Here’s an idea for a phone app. Stand next to a stream or lake and push a button and it tells you the name of the stream or lake, the trout sizes and possession limits, lures allowed, and the open season. An app to confirm you are not breaking the law if you start fishing! The app would be free and downloadable when you buy your license. This would save the cost of printing a 65 page booklet every year that nobody wants to wade through, a booklet so confusing there is no guarantee the reader will not break the law by accident.

The alternative to this idea is too horrible to imagine.. Simplify the Rules. For my part I have a hard time understanding or believing that every year the myriad of trout stream rules is reviewed with some practical goal in mind. I can picture two executives going over last years manual line by line and saying,”Sounds good. Let’s keep it.” I hope there’s more to it than that.

Tiny Spinners

Feral called me about noon on Tuesday which was overcast with a chance of rain. He said he was going to look for oyster mushrooms and maybe hit a trout stream. I asked if he’d like some company fishing so we met up on the Little South Branch (of the Pere Marquette). The stream was clear as glass and it was 2:00 PM with no rain in sight. So not ideal for fishing. I was surprised when he tied a small spinner. He mentioned that he had a bad luck streak going missing fish with minnow lures. They kept getting off or not getting hooked at all. He had sharpened the hooks and it didn’t help.

Spinners are good for hooking trout. The trailing treble hook is right where it needs to be when a fish strikes. Big spinners have lots of flash which can be enticing to decent size trout but small spinners may not look like much food so large trout may pass them up. Right away Feral started catching small trout that were clearly under the size limit. He kept at it though and soon caught a dinner trout about a foot long. But we weren’t seeing many fish and Feral mentioned once or twice he thought the Baldwin River was carrying some color, meaning stained water or even muddy. That translates to more aggressive fish so we cut out early and headed to the Baldwin.

(Dataset listing on object locations)
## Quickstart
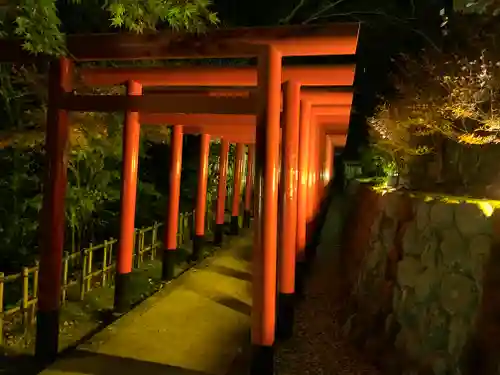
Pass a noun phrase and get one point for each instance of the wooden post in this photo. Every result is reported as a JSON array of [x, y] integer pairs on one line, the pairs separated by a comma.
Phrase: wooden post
[[266, 213], [53, 215], [288, 212], [36, 273], [104, 264], [237, 180], [65, 278], [83, 276], [89, 268], [221, 193], [248, 212], [130, 162], [201, 197], [172, 222], [26, 299]]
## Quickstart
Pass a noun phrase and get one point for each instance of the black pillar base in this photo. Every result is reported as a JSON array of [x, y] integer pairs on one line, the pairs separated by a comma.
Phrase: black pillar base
[[300, 275], [47, 336], [246, 219], [198, 244], [285, 318], [310, 255], [168, 264], [235, 225], [122, 288], [218, 234], [262, 360]]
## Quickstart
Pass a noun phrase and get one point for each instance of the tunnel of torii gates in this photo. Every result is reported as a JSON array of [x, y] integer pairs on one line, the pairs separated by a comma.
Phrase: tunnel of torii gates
[[195, 101]]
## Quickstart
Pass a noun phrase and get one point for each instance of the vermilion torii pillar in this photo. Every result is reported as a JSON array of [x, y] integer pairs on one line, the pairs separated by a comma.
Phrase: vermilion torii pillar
[[221, 193], [172, 221], [302, 192], [266, 214], [248, 212], [293, 41], [328, 171], [288, 212], [238, 175], [130, 163], [201, 197], [53, 213]]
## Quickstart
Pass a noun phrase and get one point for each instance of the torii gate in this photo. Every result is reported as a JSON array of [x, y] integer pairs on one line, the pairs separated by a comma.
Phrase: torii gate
[[269, 45]]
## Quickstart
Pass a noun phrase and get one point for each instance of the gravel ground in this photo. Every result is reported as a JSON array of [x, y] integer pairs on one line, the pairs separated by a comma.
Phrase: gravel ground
[[318, 347]]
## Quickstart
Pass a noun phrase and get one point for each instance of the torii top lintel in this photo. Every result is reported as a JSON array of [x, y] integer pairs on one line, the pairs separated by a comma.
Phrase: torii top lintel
[[314, 40], [204, 76]]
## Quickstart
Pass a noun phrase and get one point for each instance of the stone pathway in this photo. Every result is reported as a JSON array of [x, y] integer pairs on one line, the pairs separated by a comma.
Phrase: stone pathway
[[195, 326], [318, 347]]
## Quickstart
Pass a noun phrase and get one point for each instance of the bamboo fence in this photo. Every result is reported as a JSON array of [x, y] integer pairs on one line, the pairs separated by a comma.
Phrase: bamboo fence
[[86, 269]]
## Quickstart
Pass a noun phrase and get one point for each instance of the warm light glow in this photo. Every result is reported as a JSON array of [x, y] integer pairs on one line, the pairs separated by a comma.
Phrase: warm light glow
[[486, 208]]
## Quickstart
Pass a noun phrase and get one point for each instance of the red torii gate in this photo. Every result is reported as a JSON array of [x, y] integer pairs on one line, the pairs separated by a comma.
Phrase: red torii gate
[[269, 45]]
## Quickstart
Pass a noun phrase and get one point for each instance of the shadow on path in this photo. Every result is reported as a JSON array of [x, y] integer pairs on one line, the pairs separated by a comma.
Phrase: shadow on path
[[88, 363]]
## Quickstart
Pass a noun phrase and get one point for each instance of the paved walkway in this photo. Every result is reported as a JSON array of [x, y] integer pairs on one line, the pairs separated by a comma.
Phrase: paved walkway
[[196, 325], [318, 346]]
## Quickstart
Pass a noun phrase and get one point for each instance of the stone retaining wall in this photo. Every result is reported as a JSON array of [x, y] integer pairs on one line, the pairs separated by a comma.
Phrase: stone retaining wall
[[424, 284]]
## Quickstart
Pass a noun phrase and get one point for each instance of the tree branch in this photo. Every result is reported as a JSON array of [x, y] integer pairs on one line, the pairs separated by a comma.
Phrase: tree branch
[[292, 14]]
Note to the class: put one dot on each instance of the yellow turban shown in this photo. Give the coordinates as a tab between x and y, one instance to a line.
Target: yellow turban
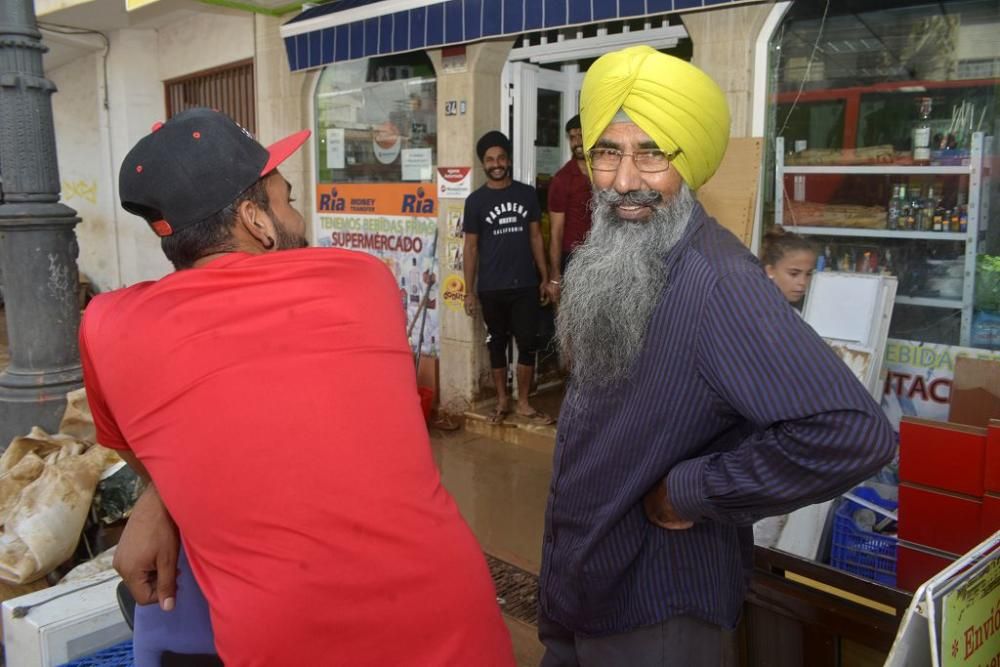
671	100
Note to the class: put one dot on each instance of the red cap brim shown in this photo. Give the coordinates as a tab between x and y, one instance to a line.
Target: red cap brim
280	150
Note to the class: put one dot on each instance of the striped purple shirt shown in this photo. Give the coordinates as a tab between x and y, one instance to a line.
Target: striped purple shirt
745	412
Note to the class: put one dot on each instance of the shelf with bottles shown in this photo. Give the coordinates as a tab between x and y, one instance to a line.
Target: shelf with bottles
929	274
911	199
931	215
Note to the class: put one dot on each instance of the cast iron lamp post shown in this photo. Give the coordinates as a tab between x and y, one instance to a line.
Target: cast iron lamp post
38	247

Written tasks →
- 1) Determine whether each statement below agrees with the trout fishing text, answering yes or no and quoting the deciding words of the text. (a) The proposed phone app would be free and downloadable upon purchase of a fishing license. (b) The water on the Little South Branch was muddy when the two met there. (c) Feral caught a trout about a foot long.
- 2) Retype, without any change, everything in the trout fishing text from "Tiny Spinners" down to "it didn’t help.".

Solutions below →
- 1)
(a) Yes: "The app would be free and downloadable when you buy your license."
(b) No: "The stream was clear as glass"
(c) Yes: "soon caught a dinner trout about a foot long."

- 2)
Tiny Spinners

Feral called me about noon on Tuesday which was overcast with a chance of rain. He said he was going to look for oyster mushrooms and maybe hit a trout stream. I asked if he’d like some company fishing so we met up on the Little South Branch (of the Pere Marquette). The stream was clear as glass and it was 2:00 PM with no rain in sight. So not ideal for fishing. I was surprised when he tied a small spinner. He mentioned that he had a bad luck streak going missing fish with minnow lures. They kept getting off or not getting hooked at all. He had sharpened the hooks and it didn’t help.